Si le plan de l’ouvrage est simple et rigoureux, son déploiement dans l’écriture est en revanche exigeant et parfois difficile à suivre, tant l’érudition de l’a. vient l’enrichir de nombreux rapprochements avec ses contemporains (Rabelais, Érasme, Marguerite de Navarre, etc). Mais ceux-ci enrichissent le portarit du chancelier et proposent, à travers lui, une fresque de la France prise dans les débats entre religion et politique avant les guerres de religion et dans la première phase de leur déclenchement.

Un petit regret : ce maître ouvrage ne propose pas d’index de noms de personnes.

Hubert BOST

 

  • E. LABROUSSE – E. JAMES – A. MCKENNA, M.-C. PITASSI – R. WHELAN (éd.), Correspondance de Pierre Bayle, t. I : 1662-1674, Oxford : Voltaire Foundation, 1999. 24 cm. XLIV-432 p. ISBN 0-7294-0541-9. £ 75.

Presque 40 ans après la parution de l’Inventaire critique de la correspondance de Pierre Bayle établi par E. Labrousse (Vrin 1961), ce t. I de la correspondance du philosophe est à la fois un magnifique aboutissement et un outil qui va relancer encore l’intérêt des études bayliennes.

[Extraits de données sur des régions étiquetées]
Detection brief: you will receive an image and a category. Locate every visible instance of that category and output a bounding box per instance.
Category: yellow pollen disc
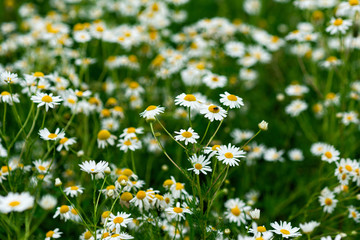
[324,152,332,158]
[174,207,183,213]
[41,95,52,103]
[181,131,192,138]
[280,229,290,235]
[9,201,20,207]
[325,198,332,206]
[33,72,45,77]
[1,91,10,96]
[120,192,133,202]
[345,165,352,172]
[113,217,124,223]
[98,129,111,140]
[194,163,202,170]
[211,145,220,151]
[84,231,92,239]
[184,94,196,102]
[48,133,57,139]
[333,18,343,26]
[38,165,46,171]
[59,205,70,214]
[136,191,146,200]
[126,127,136,133]
[208,105,220,113]
[231,206,241,216]
[175,183,185,190]
[146,105,157,111]
[227,94,237,101]
[60,137,69,144]
[46,231,55,237]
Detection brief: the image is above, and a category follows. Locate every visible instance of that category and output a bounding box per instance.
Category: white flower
[216,143,245,167]
[188,154,212,175]
[175,127,200,145]
[31,92,62,111]
[0,192,35,213]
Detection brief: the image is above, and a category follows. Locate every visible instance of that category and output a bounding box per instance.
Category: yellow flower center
[60,137,69,144]
[9,201,20,207]
[48,133,57,139]
[181,131,192,138]
[231,206,241,216]
[227,94,237,101]
[184,94,196,102]
[136,191,146,200]
[174,207,183,213]
[46,231,55,237]
[257,226,266,232]
[280,229,290,235]
[41,95,52,103]
[146,105,157,111]
[194,163,202,170]
[333,18,343,26]
[98,129,111,140]
[114,217,124,224]
[325,198,332,206]
[324,152,332,158]
[208,105,220,113]
[59,205,70,214]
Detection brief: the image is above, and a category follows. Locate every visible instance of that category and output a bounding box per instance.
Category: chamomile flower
[45,228,62,240]
[175,127,200,145]
[140,105,165,119]
[165,202,191,221]
[39,128,65,141]
[220,92,244,109]
[0,192,35,213]
[31,92,62,111]
[200,104,227,122]
[106,212,132,233]
[326,18,352,35]
[270,221,301,238]
[216,143,245,167]
[188,154,212,175]
[64,186,84,197]
[97,129,116,148]
[175,93,201,109]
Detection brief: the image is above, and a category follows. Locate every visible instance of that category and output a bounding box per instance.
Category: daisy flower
[56,137,76,152]
[0,192,35,213]
[97,129,116,148]
[39,128,65,141]
[140,105,165,119]
[64,186,84,197]
[200,104,227,122]
[31,92,62,111]
[216,143,245,167]
[45,228,62,240]
[188,154,212,175]
[165,202,192,221]
[270,221,301,238]
[106,212,132,233]
[220,92,244,109]
[326,17,352,35]
[175,127,200,145]
[175,93,201,109]
[79,160,109,177]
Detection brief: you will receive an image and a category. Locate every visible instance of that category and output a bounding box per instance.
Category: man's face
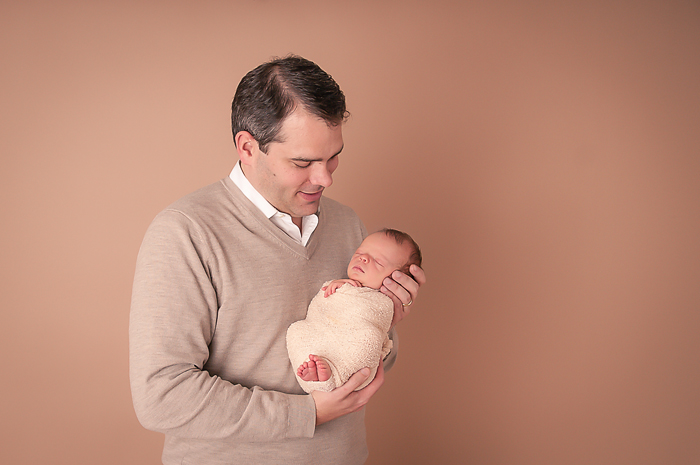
[243,108,343,224]
[348,232,411,289]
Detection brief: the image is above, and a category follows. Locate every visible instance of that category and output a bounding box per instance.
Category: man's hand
[311,361,384,425]
[379,265,425,328]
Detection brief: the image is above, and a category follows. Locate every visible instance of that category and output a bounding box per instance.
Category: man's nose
[309,163,333,188]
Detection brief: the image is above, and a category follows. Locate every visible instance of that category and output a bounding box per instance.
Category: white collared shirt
[229,161,318,247]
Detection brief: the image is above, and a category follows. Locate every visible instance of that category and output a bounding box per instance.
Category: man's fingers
[338,367,370,395]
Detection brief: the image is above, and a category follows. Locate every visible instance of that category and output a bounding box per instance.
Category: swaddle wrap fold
[287,282,394,392]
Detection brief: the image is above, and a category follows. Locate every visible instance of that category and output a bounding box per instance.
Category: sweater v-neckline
[221,176,325,260]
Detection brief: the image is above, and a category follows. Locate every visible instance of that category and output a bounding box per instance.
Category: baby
[287,229,422,392]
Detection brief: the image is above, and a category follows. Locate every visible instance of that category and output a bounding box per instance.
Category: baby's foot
[309,355,331,381]
[297,361,318,381]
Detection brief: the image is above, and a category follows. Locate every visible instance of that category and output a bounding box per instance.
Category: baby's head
[348,229,423,289]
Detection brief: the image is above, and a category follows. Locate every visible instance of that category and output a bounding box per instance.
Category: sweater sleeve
[129,210,316,442]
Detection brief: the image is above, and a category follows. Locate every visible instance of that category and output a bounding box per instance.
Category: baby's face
[348,232,411,289]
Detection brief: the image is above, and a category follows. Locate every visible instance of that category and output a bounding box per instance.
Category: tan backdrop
[0,0,700,465]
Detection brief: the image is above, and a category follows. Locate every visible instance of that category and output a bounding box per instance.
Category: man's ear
[234,131,258,165]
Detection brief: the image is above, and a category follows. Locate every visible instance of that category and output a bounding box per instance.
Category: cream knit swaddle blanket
[287,281,394,392]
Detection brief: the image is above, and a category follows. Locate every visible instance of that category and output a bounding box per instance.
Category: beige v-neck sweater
[129,177,388,464]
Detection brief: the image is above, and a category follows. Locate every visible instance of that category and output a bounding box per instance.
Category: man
[129,56,425,464]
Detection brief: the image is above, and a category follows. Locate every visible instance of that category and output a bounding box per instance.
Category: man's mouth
[299,189,323,202]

CONSIGNE: Transcrivez fidèlement le passage de l'extrait qui va de « Un petit regret » jusqu'à « 0-7294-0541-9. £ 75. ». Ces données sont sans rapport avec l'extrait.

RÉSULTAT:
Un petit regret : ce maître ouvrage ne propose pas d’index de noms de personnes.

Hubert BOST

 

  • E. LABROUSSE – E. JAMES – A. MCKENNA, M.-C. PITASSI – R. WHELAN (éd.), Correspondance de Pierre Bayle, t. I : 1662-1674, Oxford : Voltaire Foundation, 1999. 24 cm. XLIV-432 p. ISBN 0-7294-0541-9. £ 75.